“Most people fail in life not because they aim too high and miss, but because they aim too low and hit.” -Les Brown

You hear the dreaded question from family, friends, and teachers. You even hear it on dates and when you’re meeting new people—and even worse, everyone else seems to have figured it out while you’re still stuck over here floundering.

So, what do you want to do with your life?

It’s a well-intentioned question and these people mean you no harm, but it’s a destructive question for so many reasons. And being asked it all the time doesn’t make answering it any easier.

The problem is people throw around this question a lot without really discerning its true meaning before asking it. Deep down, we know that in order to be “successful” we have to have already figured out our life’s purpose—but this couldn’t be further from the truth.

The truth is you can live a remarkable life even without fully knowing your plans regarding the rest of your life, or even the direction you want to take in life right now—and it doesn’t have to involve bashing your head against the table.

Why The Answer To The “Big” Question Doesn’t Really Matter

Even when we frame the question in a different way—so what are you currently doing with your life—it’s still a doozy.

First of all, the question dictates that you’re either A) unhappy with your life as of late or B) content with your life as it is. However, that still begs the question of success: because if we’re happy with our lives, shouldn’t that mean we’ve reached success in our lives too?

Here’s the problem: we don’t realize that “success” is an abstract concept, much like finding your path in life is. I’m willing to bet that nobody really knows what they want to do with their life, and even if they find intense satisfaction with whatever they’re doing right now it’s bound to change and evolve over time.

Let me explain.

You Don’t Have An Answer, Even If You Think You Do

I’ve always struggled with finding my place in the world.

As many of us have, I went to school in search of something greater than myself—some greater purpose, if you will—but I didn’t find it there. I ended up with a piece of paper that seems like it should have signaled me to a greater purpose in life, some sort of calling, but the whole thing just felt empty to me. I was still drifting, and I longed to find something to tether myself to reality.

I ended up working a string of jobs after graduation in the retail sector, but temporary satisfaction there didn’t amount to much. The issue there is temporary satisfaction—I was so sure that merely because I was “good” at these jobs that I would have to succumb to doing them for the rest of my life.

I’m actually happy with my job anyways, I told myself through the years. Besides, it would be too hard to find another job, I reasoned, when all my experience is in this field.

The problem was that I believed it. I convinced myself that this was what I wanted to do with the rest of my life and faked my way through years of smiling in dissatisfaction, even as I felt an empty longing in my stomach that wouldn’t go away no matter how hard I tried to make the pain stop.

Redefine Your Identity To Redesign Your Life

You’d be surprised to know that many of the top thought leaders in the world never knew they’d be successful and if their ideas would ever gain traction. Van Gogh was ridiculed as a child and constantly told to stop making art by his mother and everyone around him; Michael Jordan was told “no” in his sophomore year when he didn’t get accepted for the varsity team; and even though J.K. Rowling knew she wanted to be a writer she was poor and living in desperate conditions long before she became a famous novelist.

### Exercise details:
Transcribe the part of the essay about life purpose that begins at the words "Even when we" and ends after the words "in the world.". Rely solely on the essay about life purpose for this work.

### Dataset content:
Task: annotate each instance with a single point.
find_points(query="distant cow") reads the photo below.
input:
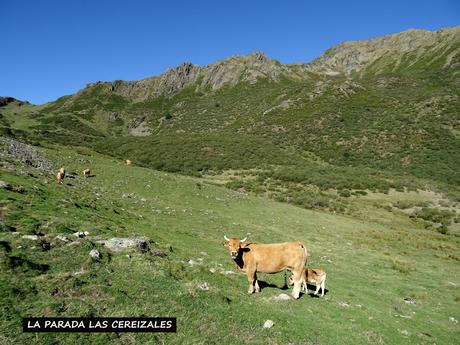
(313, 275)
(268, 258)
(60, 175)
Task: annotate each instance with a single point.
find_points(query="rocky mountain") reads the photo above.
(390, 104)
(395, 51)
(7, 100)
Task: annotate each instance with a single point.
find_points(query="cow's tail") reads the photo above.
(302, 245)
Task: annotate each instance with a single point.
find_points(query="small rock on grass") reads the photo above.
(204, 286)
(283, 297)
(268, 324)
(81, 234)
(30, 237)
(95, 254)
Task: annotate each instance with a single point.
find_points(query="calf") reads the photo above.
(60, 175)
(268, 258)
(313, 275)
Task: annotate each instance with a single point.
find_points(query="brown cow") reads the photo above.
(60, 175)
(313, 275)
(268, 258)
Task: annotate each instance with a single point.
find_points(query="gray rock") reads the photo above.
(283, 297)
(204, 286)
(81, 234)
(24, 153)
(62, 238)
(95, 254)
(117, 244)
(30, 237)
(6, 185)
(269, 324)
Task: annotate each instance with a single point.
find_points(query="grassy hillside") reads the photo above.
(390, 280)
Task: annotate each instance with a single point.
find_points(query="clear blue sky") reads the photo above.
(52, 48)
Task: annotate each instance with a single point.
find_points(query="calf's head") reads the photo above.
(234, 245)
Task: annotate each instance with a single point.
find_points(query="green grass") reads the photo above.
(373, 262)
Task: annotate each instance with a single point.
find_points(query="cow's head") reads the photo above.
(234, 245)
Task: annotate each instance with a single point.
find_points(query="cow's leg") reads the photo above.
(323, 286)
(297, 276)
(251, 272)
(318, 285)
(256, 283)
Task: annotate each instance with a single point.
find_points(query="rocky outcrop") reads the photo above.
(343, 59)
(18, 151)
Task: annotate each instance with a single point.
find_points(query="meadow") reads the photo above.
(391, 279)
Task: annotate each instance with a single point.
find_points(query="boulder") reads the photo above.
(268, 324)
(95, 254)
(117, 244)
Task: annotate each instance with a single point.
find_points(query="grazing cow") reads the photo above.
(60, 175)
(313, 275)
(268, 258)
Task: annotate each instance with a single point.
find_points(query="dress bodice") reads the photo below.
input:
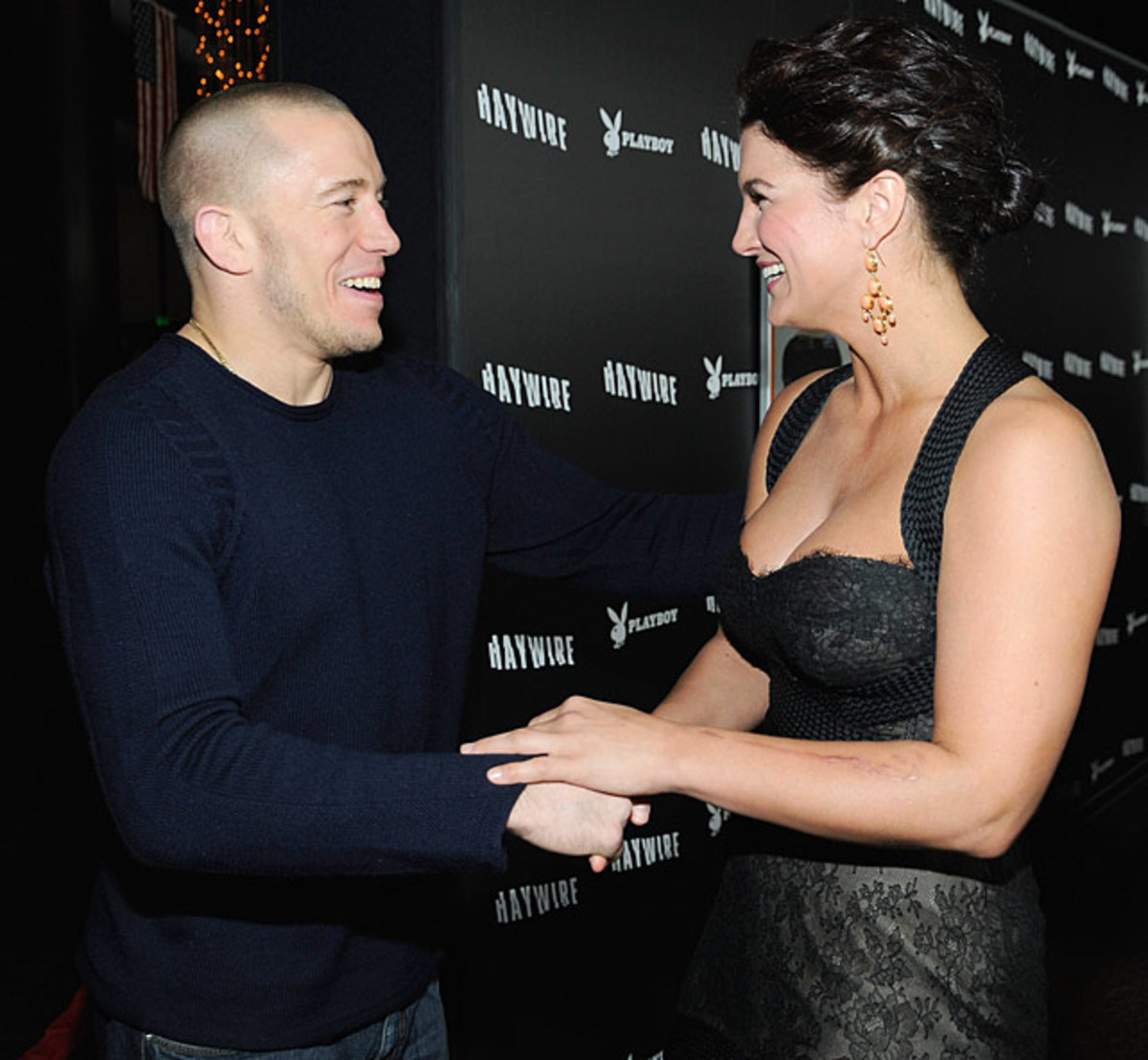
(849, 641)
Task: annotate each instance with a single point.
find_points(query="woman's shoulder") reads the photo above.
(1032, 449)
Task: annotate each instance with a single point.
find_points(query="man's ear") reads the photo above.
(881, 205)
(224, 238)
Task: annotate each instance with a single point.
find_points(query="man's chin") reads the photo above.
(361, 343)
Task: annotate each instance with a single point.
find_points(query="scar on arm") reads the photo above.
(895, 767)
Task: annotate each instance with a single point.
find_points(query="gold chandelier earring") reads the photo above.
(876, 305)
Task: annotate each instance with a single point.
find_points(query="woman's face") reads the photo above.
(810, 258)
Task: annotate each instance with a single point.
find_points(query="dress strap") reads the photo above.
(798, 419)
(987, 373)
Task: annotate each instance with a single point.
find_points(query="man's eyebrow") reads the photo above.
(351, 184)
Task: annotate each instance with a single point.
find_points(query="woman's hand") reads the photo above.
(602, 745)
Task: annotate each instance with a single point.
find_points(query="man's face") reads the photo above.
(321, 234)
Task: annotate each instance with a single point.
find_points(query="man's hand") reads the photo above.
(568, 820)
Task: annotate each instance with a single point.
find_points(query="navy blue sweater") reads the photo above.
(269, 613)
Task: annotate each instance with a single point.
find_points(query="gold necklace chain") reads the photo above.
(215, 349)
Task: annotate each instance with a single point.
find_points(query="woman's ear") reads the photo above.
(224, 239)
(882, 201)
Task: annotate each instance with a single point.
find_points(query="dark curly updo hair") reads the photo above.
(867, 96)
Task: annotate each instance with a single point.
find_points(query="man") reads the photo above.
(267, 570)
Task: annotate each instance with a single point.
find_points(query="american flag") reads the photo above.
(154, 53)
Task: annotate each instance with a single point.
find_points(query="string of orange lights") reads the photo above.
(233, 45)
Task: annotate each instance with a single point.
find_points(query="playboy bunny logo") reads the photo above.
(613, 135)
(718, 817)
(713, 380)
(618, 631)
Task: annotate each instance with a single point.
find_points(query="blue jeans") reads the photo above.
(414, 1032)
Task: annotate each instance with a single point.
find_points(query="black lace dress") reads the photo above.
(820, 949)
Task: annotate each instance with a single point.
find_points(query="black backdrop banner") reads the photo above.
(563, 176)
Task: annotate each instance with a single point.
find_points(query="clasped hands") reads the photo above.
(589, 761)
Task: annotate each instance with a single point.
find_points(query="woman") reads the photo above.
(929, 539)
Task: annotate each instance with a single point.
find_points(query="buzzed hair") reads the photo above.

### Exercise response:
Even when we frame the question in a different way—so what are you currently doing with your life—it’s still a doozy.

First of all, the question dictates that you’re either A) unhappy with your life as of late or B) content with your life as it is. However, that still begs the question of success: because if we’re happy with our lives, shouldn’t that mean we’ve reached success in our lives too?

Here’s the problem: we don’t realize that “success” is an abstract concept, much like finding your path in life is. I’m willing to bet that nobody really knows what they want to do with their life, and even if they find intense satisfaction with whatever they’re doing right now it’s bound to change and evolve over time.

Let me explain.

You Don’t Have An Answer, Even If You Think You Do

I’ve always struggled with finding my place in the world.